◆ ABOUT THIS TASK: The entries below should be quoted exactly, with no pictures carried over.

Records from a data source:
__________

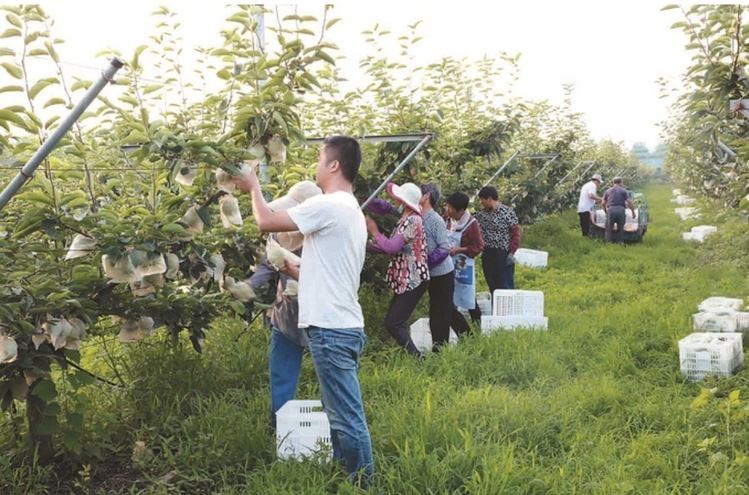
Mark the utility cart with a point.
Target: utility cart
(634, 228)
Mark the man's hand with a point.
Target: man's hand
(372, 227)
(248, 180)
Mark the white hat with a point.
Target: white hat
(297, 194)
(408, 193)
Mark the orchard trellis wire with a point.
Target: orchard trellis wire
(423, 138)
(27, 171)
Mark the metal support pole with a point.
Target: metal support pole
(573, 169)
(500, 169)
(46, 148)
(402, 164)
(394, 138)
(584, 172)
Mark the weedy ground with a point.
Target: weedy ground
(596, 404)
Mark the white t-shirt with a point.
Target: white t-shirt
(335, 239)
(586, 203)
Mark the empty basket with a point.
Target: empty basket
(302, 429)
(703, 354)
(518, 303)
(422, 335)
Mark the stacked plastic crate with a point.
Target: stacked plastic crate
(421, 334)
(699, 233)
(687, 213)
(302, 430)
(512, 309)
(484, 301)
(716, 348)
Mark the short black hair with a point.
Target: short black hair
(487, 192)
(347, 151)
(433, 191)
(458, 200)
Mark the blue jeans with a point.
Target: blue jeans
(335, 353)
(497, 274)
(285, 364)
(616, 215)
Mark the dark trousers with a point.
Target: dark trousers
(615, 215)
(585, 222)
(440, 308)
(497, 274)
(396, 319)
(459, 323)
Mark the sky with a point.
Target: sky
(612, 51)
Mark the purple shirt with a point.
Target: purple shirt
(616, 196)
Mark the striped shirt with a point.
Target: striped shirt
(495, 226)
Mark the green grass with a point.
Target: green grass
(596, 404)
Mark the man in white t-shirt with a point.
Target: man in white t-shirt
(335, 238)
(587, 201)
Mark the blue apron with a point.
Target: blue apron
(464, 295)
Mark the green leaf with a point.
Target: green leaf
(80, 84)
(45, 389)
(14, 20)
(52, 409)
(8, 33)
(74, 419)
(40, 85)
(238, 307)
(12, 69)
(13, 117)
(47, 426)
(6, 89)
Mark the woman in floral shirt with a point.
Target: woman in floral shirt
(408, 269)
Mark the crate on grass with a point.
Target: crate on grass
(491, 324)
(422, 335)
(302, 429)
(702, 354)
(714, 322)
(720, 304)
(531, 258)
(518, 303)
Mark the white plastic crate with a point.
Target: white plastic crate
(422, 335)
(742, 321)
(714, 322)
(704, 230)
(531, 258)
(687, 213)
(490, 324)
(691, 236)
(719, 304)
(702, 354)
(518, 303)
(302, 429)
(484, 301)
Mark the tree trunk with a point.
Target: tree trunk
(35, 408)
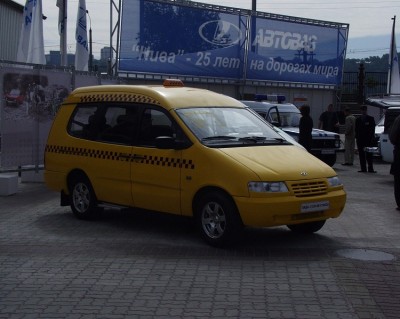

__________

◆ TASK ANSWER:
Mark the utility cart with a point.
Target: utility cart
(634, 228)
Mark the man's hand with a point.
Target: man's hand
(372, 227)
(248, 180)
Mark the white hat with a point.
Target: white hat
(297, 194)
(408, 193)
Mark the orchard trellis wire with a point.
Target: orchard trellis wire
(423, 138)
(27, 171)
Mark the metal support pole with a point.
Target: metal support pole
(573, 169)
(500, 169)
(46, 148)
(402, 164)
(394, 138)
(584, 172)
Mark the weedy ground with a point.
Target: weedy ground
(596, 404)
Mark the white t-shirt with a point.
Target: white t-shirt
(335, 239)
(586, 203)
Mark the empty basket with a point.
Target: empty basket
(302, 429)
(703, 354)
(518, 303)
(422, 335)
Mark the stacked plastic crate with a point.
Target: stacked plastic crate
(421, 334)
(699, 233)
(687, 213)
(302, 430)
(512, 309)
(484, 301)
(716, 348)
Mark the short black hair with a point.
Target: short black hair
(487, 192)
(347, 151)
(433, 191)
(458, 200)
Mark the blue jeans with a point.
Target: blue jeans
(335, 353)
(497, 274)
(285, 364)
(616, 215)
Mark the dark trousers with a point.
Target: dark trousers
(615, 215)
(585, 222)
(440, 308)
(497, 274)
(396, 319)
(459, 323)
Mark the sky with a point.
Target: sky
(612, 51)
Mark the purple shirt with a point.
Target: purple shirt
(616, 196)
Mark the striped shirt with a point.
Target: striped shirt
(495, 226)
Mark the green grass with a point.
Target: green grass
(596, 404)
Mark the man in white t-shirt with a point.
Target: man in white t-shirt
(335, 238)
(587, 201)
Mark the blue apron with a point.
Target: blue apron
(464, 295)
Mark the green leaf with a point.
Target: green leaf
(80, 84)
(45, 389)
(14, 20)
(52, 409)
(8, 33)
(74, 419)
(40, 85)
(238, 307)
(12, 69)
(13, 117)
(47, 426)
(6, 89)
Mark the woman in floral shirt with a point.
Target: woman in floral shirt
(408, 269)
Mark the crate on grass with a point.
Target: crate on grass
(491, 324)
(422, 335)
(302, 429)
(702, 354)
(714, 322)
(720, 304)
(531, 258)
(518, 303)
Mark the white plastic crate with a point.
Target: white plastic crate
(422, 335)
(742, 321)
(714, 322)
(704, 230)
(531, 258)
(687, 213)
(490, 324)
(691, 236)
(719, 304)
(702, 354)
(518, 303)
(302, 429)
(484, 301)
Mark the tree trunk with a point.
Target: tree trunk
(35, 408)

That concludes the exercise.